** start of Data rows **

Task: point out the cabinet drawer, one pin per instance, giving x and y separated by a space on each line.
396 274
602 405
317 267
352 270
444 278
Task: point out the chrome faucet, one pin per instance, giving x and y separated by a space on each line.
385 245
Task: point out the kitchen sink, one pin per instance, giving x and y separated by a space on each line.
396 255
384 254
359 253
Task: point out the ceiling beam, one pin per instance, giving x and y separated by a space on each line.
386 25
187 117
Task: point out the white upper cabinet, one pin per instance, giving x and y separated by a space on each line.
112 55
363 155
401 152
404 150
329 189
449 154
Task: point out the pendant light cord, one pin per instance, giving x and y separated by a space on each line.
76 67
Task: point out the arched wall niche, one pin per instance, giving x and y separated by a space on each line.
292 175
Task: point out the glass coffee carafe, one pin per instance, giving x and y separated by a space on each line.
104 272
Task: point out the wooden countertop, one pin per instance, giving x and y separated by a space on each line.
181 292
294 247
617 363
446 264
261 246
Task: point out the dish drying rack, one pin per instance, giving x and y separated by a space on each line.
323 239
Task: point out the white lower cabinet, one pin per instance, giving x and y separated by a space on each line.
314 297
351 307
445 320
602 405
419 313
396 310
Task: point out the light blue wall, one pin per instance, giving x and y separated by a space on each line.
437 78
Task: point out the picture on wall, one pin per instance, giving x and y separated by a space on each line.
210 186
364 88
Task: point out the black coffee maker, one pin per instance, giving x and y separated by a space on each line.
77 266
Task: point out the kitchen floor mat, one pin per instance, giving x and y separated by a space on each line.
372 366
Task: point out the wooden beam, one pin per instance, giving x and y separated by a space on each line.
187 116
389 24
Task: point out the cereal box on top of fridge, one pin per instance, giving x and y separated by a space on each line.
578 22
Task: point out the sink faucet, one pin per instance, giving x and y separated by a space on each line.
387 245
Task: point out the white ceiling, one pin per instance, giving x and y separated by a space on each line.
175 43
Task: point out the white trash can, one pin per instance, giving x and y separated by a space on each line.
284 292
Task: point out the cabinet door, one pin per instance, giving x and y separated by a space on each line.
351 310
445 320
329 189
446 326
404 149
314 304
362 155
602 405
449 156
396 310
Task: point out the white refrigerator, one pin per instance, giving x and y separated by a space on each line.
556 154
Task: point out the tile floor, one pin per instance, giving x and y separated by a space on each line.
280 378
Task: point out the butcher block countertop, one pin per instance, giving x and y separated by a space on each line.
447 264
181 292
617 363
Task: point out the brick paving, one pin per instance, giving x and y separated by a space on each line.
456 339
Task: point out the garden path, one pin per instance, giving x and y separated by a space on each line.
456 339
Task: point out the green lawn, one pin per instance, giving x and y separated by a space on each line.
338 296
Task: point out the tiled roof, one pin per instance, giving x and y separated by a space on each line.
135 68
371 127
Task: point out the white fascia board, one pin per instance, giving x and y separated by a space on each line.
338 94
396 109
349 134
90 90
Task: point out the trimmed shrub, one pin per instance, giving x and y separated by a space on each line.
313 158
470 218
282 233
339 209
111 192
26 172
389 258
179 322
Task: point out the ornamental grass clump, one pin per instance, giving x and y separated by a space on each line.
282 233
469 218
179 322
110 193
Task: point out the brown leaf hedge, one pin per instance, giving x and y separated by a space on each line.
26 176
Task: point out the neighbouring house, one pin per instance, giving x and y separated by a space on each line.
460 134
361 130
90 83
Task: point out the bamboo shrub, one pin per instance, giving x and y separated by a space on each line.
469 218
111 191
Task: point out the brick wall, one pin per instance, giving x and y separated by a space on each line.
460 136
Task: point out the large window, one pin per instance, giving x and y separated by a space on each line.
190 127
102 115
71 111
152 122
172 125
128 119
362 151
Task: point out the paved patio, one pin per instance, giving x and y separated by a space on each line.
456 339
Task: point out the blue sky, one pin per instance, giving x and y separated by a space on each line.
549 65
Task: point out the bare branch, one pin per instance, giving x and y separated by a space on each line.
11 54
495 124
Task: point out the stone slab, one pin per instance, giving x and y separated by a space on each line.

** end of Data rows **

Aim: Extract every line of the material above word for word, leaving each one unchanged.

Problem solution:
Task: point out the cabinet drawer, one pin per instance, giving x and y separated by a space on each line.
396 274
602 405
317 267
352 270
444 278
Task: point out the chrome faucet, one pin per instance, giving x and y separated by a space on each line.
385 245
Task: point out the kitchen sink, one pin per instance, giving x and y separated by a space on each line.
396 255
384 254
359 253
Task: point out the ceiling beam, one pin per instance, giving x and y separated by a space on each line.
386 25
187 117
Task: point out the white upper cabinet, one pin per instance, giving x and y separated by a space on each line.
112 55
363 155
401 152
404 150
329 189
449 154
Task: point out the pendant light cord, one pin per instance, giving x and y separated by a space on each line.
76 67
Task: point out the arched wall niche, one pin per instance, giving x and y separated by a space on each line.
292 175
Task: point out the glass coffee carafe, one pin per instance, giving x and y separated by a space on each line.
104 272
Task: point out the wooden countertop, one pin per instance, giving x and y separated by a space on each line.
181 292
294 247
617 363
446 264
261 246
Task: point out the dish drying rack, one pin per instance, giving x and y separated by a space on each line.
323 239
Task: point out the white lower cabinet, one pin per instance, giving x and y separated by a space on each line.
314 297
351 307
445 320
602 405
419 313
396 310
Task: point out the light blue wall, one pin per instance, giving x and y separated by a space on each line.
437 78
Task: point out the picture on wall, one pin per instance, giving x and y separated by a space on each line.
210 186
364 88
Task: point out the black coffee maker, one pin per instance, giving x and y separated by a space on each line.
77 266
Task: point out the kitchen floor mat, one pin per instance, giving x and y separated by a space on each line.
372 366
Task: point out the wooden beam, one pin per instance, giving x and y separated by a space on each line.
187 116
389 24
Task: point out the cereal box on top of fridge, one pin per instance, giving x and y separated by a space on each line.
578 22
Task: point out the sink faucet, one pin per instance, giving x and y separated by a space on each line.
387 245
Task: point out the white ceiling, one pin per instance, giving x and y separated by a space on each line.
175 43
Task: point out the white trash can, one pin per instance, giving x and y separated by a space on each line.
284 292
Task: point out the cabinet door, one pin per instance, giving x and y separated by a space on each line.
351 310
445 320
329 189
446 326
404 149
314 304
362 155
602 405
449 156
396 310
Task: point out the white refrigerator, one pin per instance, giving x and y separated by a space on each line.
556 154
Task: point out the tile floor, one pin per instance, giving x and y separated by a space on each line.
280 378
Task: point out the butcher block countertop, one pin per instance, giving x and y separated by a space on each line.
447 264
181 292
617 363
Task: point out the brick paving, one pin per instance, giving x and y separated by a space on each line.
456 339
Task: point out the garden path, one pin per instance, giving x and y separated by a space on each line.
456 339
Task: point out the green lawn, one pin per instance, giving x and y separated by a space on each line.
338 296
Task: point out the tiled roof, one pin per instance, giving x and y separated by a space on each line.
135 68
371 127
Task: point out the white fascia board, one pin per instance, giving x and y separated by a space on each line.
338 94
396 109
349 134
90 90
Task: point out the trimmed shrub, one pin per instance, giving x and y separated by a space on each line.
313 158
470 218
282 233
339 209
111 192
26 172
389 258
179 322
Task: point out the ornamental grass clump, one pin per instance, giving x and y separated by a space on each line.
282 233
469 218
179 322
110 193
Task: point out the brown leaf hedge, one pin per instance, giving x and y separated by a space on each line.
26 176
Task: point out the neighbouring house, one pin per instance, giving x and y separated by a space on each line.
460 134
361 130
90 83
Task: point out the bamboo shrub, one pin per instance, giving x and y separated by a space on each line.
469 218
111 191
Task: point out the brick wall, one pin per instance, giving x and y separated by a space on each line.
460 136
Task: point out the large window, one pin per instance, giving x and y separated by a space on each line.
190 127
102 115
71 111
152 122
172 125
128 119
362 151
Task: point out the paved patio, one pin per instance, giving x and y separated by a space on each line.
456 339
Task: point out the blue sky, one pin per instance, giving x and y separated by a space on each line.
549 65
Task: point out the bare branch, one pin per instance, giving x and y separated by a space on each line.
11 54
495 124
Task: point out the stone slab, one pin per instance, giving x and y separated by a space on each line.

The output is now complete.